WHAT TO PRODUCE
Please collect every line in the records below that contains the word "gray", and copy each one in full.

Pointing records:
<<<<
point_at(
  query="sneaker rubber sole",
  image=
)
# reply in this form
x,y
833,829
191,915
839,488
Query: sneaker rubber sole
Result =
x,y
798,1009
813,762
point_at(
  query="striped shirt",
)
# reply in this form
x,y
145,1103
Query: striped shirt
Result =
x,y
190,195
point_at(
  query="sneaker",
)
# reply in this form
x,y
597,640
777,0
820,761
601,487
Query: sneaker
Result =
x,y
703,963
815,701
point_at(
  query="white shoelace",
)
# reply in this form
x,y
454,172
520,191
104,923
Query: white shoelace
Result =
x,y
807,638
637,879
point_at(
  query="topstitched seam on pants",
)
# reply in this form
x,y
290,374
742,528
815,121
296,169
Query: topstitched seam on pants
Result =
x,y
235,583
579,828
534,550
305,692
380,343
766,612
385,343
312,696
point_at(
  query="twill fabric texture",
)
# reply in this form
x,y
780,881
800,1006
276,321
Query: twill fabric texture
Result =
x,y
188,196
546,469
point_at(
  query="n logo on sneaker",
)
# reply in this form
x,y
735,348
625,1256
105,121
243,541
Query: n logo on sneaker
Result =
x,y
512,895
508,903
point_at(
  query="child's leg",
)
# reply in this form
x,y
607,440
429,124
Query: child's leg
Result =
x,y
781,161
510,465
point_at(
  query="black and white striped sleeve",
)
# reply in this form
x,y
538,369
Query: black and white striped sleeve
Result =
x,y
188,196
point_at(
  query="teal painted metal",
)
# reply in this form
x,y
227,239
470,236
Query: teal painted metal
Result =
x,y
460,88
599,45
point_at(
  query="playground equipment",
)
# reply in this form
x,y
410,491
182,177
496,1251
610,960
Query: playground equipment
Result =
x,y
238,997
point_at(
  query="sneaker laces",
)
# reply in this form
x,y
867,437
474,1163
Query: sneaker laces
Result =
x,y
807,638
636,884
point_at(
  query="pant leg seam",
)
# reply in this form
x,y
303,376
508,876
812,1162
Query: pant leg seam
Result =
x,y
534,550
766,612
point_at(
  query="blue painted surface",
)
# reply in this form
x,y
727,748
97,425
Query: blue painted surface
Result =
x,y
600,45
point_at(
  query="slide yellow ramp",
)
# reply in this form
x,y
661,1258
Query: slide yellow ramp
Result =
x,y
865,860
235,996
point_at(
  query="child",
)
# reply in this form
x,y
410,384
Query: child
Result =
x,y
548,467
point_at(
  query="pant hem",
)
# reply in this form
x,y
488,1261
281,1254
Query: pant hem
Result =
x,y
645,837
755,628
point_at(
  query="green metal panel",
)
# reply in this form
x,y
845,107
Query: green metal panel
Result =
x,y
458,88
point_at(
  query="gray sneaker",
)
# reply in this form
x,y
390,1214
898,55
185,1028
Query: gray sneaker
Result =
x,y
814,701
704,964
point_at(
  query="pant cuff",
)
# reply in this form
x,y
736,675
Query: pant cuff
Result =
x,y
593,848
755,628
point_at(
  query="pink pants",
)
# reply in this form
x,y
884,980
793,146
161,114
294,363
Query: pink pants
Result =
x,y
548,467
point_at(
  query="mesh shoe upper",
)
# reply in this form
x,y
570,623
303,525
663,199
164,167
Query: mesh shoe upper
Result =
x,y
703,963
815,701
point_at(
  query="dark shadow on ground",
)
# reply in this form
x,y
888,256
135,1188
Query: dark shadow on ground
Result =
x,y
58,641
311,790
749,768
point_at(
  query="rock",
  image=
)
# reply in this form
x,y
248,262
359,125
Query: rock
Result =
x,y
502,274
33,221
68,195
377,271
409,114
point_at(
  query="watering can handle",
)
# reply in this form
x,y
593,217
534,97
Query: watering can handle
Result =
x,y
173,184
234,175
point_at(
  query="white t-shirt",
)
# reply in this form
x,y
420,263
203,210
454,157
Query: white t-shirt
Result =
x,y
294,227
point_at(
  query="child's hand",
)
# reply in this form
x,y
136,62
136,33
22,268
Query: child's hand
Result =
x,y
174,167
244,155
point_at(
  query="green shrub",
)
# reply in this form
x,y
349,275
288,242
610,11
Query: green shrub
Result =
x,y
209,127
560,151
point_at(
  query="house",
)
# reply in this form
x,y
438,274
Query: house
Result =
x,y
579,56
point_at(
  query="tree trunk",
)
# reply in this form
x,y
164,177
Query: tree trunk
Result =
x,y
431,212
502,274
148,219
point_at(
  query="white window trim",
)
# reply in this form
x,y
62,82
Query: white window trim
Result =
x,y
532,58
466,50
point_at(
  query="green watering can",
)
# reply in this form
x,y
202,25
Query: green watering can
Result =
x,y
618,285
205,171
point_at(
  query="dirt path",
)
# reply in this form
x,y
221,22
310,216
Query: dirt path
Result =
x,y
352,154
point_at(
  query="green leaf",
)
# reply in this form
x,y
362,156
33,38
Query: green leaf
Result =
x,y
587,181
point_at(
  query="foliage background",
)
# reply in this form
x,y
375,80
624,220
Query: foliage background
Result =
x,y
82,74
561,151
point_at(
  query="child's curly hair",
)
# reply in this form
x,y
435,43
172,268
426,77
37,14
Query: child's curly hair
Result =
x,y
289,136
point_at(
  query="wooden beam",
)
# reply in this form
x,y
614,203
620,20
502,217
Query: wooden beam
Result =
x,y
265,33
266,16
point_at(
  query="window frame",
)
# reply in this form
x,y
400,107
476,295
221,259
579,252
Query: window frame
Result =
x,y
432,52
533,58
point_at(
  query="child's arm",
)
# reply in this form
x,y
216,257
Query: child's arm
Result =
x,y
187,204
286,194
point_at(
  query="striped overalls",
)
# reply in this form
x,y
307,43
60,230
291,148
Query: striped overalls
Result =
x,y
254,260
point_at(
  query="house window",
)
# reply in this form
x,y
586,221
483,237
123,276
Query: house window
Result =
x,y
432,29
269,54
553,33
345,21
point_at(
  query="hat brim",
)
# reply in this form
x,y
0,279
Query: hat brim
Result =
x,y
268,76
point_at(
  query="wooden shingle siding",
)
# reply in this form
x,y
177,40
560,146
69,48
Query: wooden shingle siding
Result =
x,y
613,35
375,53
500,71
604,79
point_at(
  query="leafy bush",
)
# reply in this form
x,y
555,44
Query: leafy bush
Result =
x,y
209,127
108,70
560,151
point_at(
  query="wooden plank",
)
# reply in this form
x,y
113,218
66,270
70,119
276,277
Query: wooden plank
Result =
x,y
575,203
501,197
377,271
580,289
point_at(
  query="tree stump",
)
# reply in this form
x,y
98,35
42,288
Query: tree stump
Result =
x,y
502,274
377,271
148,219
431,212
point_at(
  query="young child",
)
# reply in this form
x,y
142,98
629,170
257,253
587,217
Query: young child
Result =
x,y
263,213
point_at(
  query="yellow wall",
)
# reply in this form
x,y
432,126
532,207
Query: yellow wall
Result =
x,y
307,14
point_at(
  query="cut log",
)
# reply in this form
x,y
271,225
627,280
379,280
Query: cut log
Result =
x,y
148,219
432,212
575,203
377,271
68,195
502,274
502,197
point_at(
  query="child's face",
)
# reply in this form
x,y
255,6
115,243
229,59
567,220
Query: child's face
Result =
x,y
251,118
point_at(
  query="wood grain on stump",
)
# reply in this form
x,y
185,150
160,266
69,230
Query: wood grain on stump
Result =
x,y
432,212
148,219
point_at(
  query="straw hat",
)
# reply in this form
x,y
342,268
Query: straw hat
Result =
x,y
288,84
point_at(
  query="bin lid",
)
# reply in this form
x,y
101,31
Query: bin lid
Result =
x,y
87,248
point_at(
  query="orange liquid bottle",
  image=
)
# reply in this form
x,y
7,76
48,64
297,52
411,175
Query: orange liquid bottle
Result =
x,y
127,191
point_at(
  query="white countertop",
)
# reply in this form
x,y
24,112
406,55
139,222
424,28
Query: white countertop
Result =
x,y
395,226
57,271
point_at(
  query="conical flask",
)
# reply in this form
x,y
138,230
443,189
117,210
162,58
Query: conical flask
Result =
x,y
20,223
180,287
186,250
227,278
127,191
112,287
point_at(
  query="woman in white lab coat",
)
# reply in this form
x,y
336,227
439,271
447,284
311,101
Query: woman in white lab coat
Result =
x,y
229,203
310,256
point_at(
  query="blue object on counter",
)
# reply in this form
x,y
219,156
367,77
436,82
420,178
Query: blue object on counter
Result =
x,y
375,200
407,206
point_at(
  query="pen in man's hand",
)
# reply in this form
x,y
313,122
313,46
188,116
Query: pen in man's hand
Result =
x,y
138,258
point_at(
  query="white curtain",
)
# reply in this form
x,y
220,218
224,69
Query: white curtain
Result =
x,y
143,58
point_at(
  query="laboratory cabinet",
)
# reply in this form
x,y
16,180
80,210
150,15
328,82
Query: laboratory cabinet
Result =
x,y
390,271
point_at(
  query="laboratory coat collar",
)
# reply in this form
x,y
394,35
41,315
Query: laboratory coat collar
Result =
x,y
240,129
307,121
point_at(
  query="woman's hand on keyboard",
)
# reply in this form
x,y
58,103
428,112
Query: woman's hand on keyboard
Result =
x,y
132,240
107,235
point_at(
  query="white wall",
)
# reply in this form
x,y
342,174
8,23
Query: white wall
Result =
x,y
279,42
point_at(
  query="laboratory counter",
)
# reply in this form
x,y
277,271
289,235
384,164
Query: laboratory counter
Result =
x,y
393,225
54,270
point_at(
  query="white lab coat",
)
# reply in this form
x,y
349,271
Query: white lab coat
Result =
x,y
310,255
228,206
>>>>
WRITTEN ANSWER
  query="gray sneaker",
Query: gray sneaker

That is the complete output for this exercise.